***** 抜粋
「水を1日2リットル飲むと体にいい」とよく言われています。ただし、一般の人には伝わりきれていない実情もあるそうです。消化器内科医の工藤あきさんに聞きました。
水分がたりないと「しわ」に影響する?
── いつまでも若々しく健康的でいることは、誰しもあこがれるものです。そのためには、食事に気を配ったり、サプリや美容法を試したりと、努力をしないといけない。何か手軽な方法はありませんか?
工藤先生:身近なところとして、水分の摂り方を見直してみてはいかがでしょうか。水はアンチエイジングや健康、さらにダイエットにも有効な最高のサプリといえます。
人間の体の多くは水分で形成されていますが、赤ちゃんのからだは体重の約80%が水分なのに対し、65歳以上になると約50%まで減ります。肌のハリやみずみずしさを比べてみても、体内の水分量が老化に関係していることがわかります。十分な水分を摂取できているかで、同じ年齢でも「肌のうるおいやしわの多さ」に差が現れてきます。
── 水分がたりないと、老けて見える原因になりかねないのですね。
工藤先生:はい。化粧品などで外側からの保湿をするだけでなく、内側からの水分補給も大切なんです。他にも、水を飲むメリットはたくさんあります。水分を摂ることで血流がよくなり、栄養がスムーズに行きわたって細胞が活性化します。代謝も上がり、老廃物が排出されやすくなるんです。また、腸に水分が届けば便秘解消にもつながります。
逆を言えば、水分がたりないと血がドロドロになり老廃物が溜まりやすいからだになります。ひどい場合には脱水症となって命にかかわる病気になる恐れも。健康的にすごすためには、水分摂取は欠かせないのです。
体重によって違う!「水は1日2リットル」の本当の意味
── では、どれくらいの水を飲めば良いのでしょうか?
**********
課題 1:
水分摂取の記事について、次の問いに答える。
(a) 赤ちゃんのからだは、体重の約何%が水分か。
(b) 腸に水分が届くと、何につながるとされているか。
(c) 水分がたりないと、血はどうなるとされているか。
課題 2:
水分摂取の記事を、最後の問いかけに答える工藤先生の言葉から書き進めてください。
***** 情報
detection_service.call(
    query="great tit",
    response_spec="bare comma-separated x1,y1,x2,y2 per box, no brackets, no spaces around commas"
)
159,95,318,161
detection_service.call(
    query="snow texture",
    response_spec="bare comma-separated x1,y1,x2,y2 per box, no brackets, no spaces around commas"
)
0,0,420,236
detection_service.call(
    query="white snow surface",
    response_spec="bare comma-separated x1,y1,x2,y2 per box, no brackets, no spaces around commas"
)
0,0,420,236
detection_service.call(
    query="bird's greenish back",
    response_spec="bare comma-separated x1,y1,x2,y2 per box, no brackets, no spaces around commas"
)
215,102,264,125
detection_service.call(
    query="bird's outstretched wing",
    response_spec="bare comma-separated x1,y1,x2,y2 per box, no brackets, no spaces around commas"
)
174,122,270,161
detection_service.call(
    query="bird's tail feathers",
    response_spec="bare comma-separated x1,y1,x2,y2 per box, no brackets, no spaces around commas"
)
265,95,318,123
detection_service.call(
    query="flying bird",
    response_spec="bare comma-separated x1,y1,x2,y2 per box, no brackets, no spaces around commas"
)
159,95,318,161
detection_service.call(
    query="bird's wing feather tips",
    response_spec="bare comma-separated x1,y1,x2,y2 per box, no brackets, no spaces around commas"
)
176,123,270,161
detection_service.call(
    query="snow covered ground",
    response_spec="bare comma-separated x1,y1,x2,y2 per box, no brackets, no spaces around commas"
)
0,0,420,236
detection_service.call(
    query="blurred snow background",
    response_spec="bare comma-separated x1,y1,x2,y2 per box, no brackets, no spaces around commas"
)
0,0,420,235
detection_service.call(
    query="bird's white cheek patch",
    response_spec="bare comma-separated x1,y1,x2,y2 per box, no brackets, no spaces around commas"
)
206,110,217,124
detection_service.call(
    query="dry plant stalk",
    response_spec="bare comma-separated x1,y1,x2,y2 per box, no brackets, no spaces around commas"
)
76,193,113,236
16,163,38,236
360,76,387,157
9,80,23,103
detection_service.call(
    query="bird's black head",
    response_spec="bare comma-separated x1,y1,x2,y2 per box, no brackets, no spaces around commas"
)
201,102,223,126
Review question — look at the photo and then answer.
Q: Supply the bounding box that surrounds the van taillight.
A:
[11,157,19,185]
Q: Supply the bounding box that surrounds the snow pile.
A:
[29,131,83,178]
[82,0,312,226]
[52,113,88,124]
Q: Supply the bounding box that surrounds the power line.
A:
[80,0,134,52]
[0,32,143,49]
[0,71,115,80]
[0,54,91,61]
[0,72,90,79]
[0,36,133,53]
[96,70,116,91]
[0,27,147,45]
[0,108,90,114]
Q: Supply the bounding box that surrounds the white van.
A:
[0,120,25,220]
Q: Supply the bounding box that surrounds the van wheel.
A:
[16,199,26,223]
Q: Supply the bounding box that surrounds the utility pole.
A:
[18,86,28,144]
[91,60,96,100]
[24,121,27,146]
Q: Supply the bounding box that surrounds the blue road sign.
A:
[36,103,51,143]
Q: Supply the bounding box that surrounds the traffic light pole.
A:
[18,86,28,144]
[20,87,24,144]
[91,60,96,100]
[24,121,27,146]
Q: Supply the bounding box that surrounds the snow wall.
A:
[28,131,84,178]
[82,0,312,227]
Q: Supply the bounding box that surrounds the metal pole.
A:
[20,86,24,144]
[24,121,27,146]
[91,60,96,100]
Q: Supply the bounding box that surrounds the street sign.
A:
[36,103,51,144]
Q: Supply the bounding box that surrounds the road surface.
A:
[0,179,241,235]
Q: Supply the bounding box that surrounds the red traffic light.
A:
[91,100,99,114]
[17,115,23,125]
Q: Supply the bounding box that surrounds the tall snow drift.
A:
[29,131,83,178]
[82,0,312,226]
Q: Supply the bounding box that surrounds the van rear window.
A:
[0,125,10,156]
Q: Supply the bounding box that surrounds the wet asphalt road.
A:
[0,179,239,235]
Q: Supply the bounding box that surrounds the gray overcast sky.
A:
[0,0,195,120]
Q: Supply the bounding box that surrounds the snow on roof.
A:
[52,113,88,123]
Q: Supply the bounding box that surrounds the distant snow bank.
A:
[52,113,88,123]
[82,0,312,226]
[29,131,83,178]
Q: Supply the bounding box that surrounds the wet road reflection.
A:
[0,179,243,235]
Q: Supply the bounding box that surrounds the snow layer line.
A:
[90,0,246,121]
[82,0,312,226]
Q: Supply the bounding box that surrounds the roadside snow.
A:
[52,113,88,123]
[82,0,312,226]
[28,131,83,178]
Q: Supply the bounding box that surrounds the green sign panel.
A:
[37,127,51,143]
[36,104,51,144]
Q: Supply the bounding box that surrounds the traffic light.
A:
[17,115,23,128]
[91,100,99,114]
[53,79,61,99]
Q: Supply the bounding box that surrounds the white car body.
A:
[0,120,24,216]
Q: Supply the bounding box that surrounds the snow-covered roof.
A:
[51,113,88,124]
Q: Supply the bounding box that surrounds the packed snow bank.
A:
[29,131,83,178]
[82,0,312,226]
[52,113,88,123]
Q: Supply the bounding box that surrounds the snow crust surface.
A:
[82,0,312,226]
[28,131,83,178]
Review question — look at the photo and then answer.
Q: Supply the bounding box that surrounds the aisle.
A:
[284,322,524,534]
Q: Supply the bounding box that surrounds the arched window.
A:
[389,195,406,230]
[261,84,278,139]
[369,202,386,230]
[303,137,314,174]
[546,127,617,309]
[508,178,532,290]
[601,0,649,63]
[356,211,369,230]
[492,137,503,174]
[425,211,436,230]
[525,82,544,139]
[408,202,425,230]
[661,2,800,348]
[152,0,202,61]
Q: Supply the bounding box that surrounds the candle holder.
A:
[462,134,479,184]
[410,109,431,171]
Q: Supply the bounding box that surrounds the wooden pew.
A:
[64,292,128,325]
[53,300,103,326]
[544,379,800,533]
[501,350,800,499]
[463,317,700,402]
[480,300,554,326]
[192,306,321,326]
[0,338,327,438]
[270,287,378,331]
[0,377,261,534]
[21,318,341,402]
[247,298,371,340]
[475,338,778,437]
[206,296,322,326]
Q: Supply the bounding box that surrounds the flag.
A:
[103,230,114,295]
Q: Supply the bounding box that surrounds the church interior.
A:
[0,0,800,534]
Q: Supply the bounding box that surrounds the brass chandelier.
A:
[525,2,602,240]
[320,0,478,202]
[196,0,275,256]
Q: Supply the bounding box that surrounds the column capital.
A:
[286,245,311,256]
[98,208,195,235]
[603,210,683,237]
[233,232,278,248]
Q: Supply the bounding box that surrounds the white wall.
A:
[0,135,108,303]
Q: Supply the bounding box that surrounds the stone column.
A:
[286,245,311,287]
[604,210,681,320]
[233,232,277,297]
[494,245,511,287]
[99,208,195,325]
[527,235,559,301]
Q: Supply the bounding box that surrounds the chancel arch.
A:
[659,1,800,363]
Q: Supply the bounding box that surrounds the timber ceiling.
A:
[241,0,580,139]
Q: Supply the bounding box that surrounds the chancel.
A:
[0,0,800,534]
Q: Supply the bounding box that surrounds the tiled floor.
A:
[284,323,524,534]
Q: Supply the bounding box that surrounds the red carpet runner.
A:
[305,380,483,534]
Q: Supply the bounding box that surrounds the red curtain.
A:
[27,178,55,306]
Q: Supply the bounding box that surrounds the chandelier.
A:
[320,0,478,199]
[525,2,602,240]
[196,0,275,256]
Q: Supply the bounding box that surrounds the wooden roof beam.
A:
**********
解答欄 1:
(a) 約80%
(b) 便秘解消
(c) ドロドロになる

解答欄 2:
工藤先生:よく聞く「1日あたり2リットルの水を飲むといい」という説は間違いではないのですが、年齢や体格で必要な水分摂取量は異なります。「体重1キロあたり35ミリリットル」を基準にしましょう。体重50キロの人であれば1750ミリリットル、体重60キロの人であれば2100ミリリットルとなります。
また、水分は飲むだけではなく食事にも含まれます。3分の1〜2分の1程度は食事から摂取すると考えれば、体重50キロの人なら飲み物から摂取するのは、1000ミリリットル程度が目安です。ただ、夏場は汗をかいて水分も失われやすくなるため、目安量に加えてコップ1杯分(200ミリリットル程度)多めに飲むなど調整しましょう。
── 水分はコーヒーやジュース、アルコールなどからとっても問題ないのでしょうか?
工藤先生:コーヒーなど、カフェインが含まれた飲み物や、ビールなどアルコールには利尿作用があるため、水分を摂ったつもりでも逆に水分が出ていきます。そのため、コーヒーやアルコールを飲んだ後にトイレが近くなったと感じるようなときは、むしろ意識的に水を飲むようにしてください。
ジュースも糖分の過剰摂取が心配されます。コーヒーやジュースだけで水分量を補うのは避けましょう。水分補給の基本は水。そのほかの飲み物は、あくまで嗜好品として、1日の水分摂取量とは区別してお楽しみください。
ガブ飲みは「むくみ」や「体調不良」の原因にも
── 水を飲む際に、気をつけるポイントはありますか?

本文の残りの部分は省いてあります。